Write each line exactly as it stands, from the line containing "Target: black belt" through the end of the data.

>> Begin Record excerpts

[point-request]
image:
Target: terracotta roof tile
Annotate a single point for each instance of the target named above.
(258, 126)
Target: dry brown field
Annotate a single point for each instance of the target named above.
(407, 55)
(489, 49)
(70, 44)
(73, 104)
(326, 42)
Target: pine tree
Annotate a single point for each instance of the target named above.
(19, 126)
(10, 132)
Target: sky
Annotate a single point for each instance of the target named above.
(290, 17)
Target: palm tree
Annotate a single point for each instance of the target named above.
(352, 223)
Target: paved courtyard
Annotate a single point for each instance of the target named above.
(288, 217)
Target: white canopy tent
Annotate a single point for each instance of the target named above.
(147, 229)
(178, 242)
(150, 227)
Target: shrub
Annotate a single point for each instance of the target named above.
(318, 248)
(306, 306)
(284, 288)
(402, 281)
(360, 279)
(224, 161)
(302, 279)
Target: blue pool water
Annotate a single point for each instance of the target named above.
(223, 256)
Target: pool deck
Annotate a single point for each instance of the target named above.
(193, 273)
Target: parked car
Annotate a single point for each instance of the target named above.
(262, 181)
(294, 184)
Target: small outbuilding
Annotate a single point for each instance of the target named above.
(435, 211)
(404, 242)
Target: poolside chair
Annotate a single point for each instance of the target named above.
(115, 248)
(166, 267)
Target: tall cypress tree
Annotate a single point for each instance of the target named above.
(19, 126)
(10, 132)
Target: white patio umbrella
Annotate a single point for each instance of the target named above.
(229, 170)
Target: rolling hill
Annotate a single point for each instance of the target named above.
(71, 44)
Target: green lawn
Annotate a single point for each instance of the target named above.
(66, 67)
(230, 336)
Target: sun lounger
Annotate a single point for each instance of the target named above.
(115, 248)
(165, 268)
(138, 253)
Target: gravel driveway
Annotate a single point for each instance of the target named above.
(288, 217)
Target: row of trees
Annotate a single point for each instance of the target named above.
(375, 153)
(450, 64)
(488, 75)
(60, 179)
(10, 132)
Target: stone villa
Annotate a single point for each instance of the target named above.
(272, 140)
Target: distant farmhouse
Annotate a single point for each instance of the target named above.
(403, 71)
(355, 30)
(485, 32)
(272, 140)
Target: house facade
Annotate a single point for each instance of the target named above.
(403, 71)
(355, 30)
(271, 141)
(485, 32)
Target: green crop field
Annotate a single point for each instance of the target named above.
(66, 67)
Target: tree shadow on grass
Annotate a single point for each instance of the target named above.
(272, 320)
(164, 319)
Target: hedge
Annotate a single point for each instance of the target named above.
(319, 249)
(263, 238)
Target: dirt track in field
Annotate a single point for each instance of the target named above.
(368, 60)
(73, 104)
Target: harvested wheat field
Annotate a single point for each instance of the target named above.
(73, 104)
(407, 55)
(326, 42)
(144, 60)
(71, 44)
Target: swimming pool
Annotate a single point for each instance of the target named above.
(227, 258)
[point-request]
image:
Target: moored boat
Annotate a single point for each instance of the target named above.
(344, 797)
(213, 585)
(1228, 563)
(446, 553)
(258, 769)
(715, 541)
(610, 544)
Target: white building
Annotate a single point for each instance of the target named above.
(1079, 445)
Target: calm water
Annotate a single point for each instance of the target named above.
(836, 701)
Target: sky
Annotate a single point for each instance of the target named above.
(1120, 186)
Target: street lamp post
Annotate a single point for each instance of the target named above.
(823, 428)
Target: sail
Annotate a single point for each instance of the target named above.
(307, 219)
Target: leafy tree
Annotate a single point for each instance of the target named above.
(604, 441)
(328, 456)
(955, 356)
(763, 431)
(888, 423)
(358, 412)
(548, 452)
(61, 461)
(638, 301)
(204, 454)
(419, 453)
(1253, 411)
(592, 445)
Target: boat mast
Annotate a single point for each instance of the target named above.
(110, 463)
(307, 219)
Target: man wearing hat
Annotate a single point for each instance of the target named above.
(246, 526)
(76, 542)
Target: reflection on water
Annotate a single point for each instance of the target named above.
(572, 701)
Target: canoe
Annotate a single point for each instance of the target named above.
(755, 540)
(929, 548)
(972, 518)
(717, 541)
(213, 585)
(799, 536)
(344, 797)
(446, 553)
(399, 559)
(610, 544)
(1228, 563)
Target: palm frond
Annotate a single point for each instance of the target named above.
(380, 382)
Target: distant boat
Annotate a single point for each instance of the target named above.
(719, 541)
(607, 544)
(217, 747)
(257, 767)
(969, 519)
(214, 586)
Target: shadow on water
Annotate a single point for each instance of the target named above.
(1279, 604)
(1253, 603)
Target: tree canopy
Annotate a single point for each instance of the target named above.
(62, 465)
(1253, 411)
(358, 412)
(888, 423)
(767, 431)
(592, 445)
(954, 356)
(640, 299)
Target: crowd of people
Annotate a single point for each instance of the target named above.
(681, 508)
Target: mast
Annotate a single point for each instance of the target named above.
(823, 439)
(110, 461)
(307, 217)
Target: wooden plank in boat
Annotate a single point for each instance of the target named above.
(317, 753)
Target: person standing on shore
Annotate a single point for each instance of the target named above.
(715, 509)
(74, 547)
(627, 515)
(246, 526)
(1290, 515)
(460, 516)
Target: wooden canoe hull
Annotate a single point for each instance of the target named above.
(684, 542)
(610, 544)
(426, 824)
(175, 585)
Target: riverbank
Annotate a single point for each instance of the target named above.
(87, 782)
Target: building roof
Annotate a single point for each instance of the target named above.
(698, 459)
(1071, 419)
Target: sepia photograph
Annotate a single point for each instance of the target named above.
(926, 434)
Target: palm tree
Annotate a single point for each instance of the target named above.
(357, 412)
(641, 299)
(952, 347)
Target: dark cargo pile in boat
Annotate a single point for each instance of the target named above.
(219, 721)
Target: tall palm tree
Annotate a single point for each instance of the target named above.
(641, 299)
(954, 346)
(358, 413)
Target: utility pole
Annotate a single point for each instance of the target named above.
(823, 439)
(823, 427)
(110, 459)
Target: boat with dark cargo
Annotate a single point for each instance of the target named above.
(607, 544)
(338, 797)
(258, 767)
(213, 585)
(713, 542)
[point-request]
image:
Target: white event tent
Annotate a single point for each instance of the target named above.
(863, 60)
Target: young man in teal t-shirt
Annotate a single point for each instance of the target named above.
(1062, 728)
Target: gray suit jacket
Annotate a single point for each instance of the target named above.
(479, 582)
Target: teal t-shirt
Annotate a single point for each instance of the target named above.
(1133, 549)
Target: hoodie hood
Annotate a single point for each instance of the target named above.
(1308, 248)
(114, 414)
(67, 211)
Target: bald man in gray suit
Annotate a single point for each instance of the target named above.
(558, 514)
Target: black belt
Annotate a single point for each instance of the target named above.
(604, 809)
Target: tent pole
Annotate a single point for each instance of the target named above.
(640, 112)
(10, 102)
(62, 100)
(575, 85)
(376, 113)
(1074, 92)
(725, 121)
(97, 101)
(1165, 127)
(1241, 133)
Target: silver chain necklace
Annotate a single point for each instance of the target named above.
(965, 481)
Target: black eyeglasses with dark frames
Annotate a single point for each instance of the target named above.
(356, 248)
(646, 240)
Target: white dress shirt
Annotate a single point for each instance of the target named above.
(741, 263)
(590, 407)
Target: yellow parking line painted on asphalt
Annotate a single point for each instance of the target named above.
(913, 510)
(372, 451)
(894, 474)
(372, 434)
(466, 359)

>> End Record excerpts

> [Output for this exercise]
Target: black belt
Annotate a single point for each instance of the target named above.
(604, 809)
Target: tent pole
Annotate a single point for each instance of the target named above.
(640, 112)
(10, 102)
(62, 100)
(575, 85)
(376, 113)
(1074, 92)
(725, 121)
(97, 101)
(1165, 127)
(1241, 133)
Target: silver chain necklace
Annotate a single point for each instance of the target named above.
(965, 481)
Target: black eyeglasses with dark frames
Annotate a single point for each instance of the target named above.
(356, 248)
(646, 240)
Target: white dress shirt
Annotate a single point for each instance of the target named above.
(741, 263)
(590, 407)
Target: yellow parking line painted on asphalt
Annotate a single point for each instance of the target named above.
(913, 510)
(372, 451)
(894, 474)
(372, 434)
(466, 359)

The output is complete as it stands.